**ACTIVITY**
Write each line exactly, from the line that holds "Task: Indicate the white hair" through the final line of the material, and no other line.

● ● ● ●

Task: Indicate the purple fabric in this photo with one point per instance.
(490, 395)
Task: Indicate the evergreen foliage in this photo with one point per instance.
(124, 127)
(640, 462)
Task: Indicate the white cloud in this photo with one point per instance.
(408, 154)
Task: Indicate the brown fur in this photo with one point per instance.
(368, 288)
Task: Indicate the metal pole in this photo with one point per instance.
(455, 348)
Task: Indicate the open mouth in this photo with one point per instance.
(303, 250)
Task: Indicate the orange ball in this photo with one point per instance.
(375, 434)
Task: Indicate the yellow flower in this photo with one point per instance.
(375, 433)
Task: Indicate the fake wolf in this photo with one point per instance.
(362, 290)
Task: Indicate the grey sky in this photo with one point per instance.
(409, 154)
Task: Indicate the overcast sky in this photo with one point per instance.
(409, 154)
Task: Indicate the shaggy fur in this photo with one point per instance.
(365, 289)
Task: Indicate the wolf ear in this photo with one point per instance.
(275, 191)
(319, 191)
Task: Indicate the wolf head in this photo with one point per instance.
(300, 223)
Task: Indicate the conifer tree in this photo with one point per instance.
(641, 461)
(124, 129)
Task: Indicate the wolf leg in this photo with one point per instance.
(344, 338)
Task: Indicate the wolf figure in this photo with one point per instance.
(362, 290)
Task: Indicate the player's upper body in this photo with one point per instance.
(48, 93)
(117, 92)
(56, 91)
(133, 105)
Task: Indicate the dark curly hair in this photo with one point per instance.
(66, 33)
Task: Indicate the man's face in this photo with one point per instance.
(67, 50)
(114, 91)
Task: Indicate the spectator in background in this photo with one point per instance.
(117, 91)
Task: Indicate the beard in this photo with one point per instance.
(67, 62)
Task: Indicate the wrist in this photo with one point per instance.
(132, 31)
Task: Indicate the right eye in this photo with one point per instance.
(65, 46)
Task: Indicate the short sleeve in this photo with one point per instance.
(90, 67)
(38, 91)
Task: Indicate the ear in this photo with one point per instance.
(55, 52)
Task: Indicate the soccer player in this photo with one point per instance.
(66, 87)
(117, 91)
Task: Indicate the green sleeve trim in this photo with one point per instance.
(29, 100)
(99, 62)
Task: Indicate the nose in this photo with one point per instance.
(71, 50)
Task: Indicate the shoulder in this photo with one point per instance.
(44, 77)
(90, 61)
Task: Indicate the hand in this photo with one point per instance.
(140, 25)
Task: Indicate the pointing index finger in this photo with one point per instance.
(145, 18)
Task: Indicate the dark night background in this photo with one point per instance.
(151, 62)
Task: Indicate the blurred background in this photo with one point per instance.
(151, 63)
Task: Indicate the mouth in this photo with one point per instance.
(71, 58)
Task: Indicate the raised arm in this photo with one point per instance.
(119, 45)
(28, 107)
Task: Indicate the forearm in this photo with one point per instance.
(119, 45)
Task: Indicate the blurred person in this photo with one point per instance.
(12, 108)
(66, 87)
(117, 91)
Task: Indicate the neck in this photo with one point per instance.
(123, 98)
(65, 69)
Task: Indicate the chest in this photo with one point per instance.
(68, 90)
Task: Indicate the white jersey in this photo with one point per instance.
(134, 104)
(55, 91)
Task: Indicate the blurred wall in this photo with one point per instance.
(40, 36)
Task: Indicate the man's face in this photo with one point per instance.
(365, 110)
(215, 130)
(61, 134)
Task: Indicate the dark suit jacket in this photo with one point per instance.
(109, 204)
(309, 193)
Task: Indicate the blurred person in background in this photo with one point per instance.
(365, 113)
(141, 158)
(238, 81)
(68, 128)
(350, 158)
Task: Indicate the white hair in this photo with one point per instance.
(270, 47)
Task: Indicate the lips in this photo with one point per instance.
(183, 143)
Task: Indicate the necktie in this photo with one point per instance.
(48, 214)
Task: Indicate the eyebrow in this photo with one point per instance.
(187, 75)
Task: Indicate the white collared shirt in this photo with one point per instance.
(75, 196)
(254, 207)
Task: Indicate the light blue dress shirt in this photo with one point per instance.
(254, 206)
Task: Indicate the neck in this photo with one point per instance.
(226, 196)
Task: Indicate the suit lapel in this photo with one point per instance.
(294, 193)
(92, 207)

● ● ● ●

**OUTPUT BELOW**
Task: Indicate the white hair in this photo with one point per instance.
(270, 47)
Task: Indicate the lips in this photo with one point per instance.
(183, 143)
Task: Indicate the necktie in this photo with one point per instance.
(48, 214)
Task: Indicate the eyebrow in this photo with one point per instance.
(187, 75)
Task: Indicate the white collared shirt in this photo with one point per instance.
(75, 196)
(254, 207)
Task: Indicate the light blue dress shirt in this photo with one point per instance.
(254, 206)
Task: Indicate the neck in this photo with one point per instance.
(226, 196)
Task: Indicate the suit lapel in this photo with one point per instance.
(294, 193)
(92, 207)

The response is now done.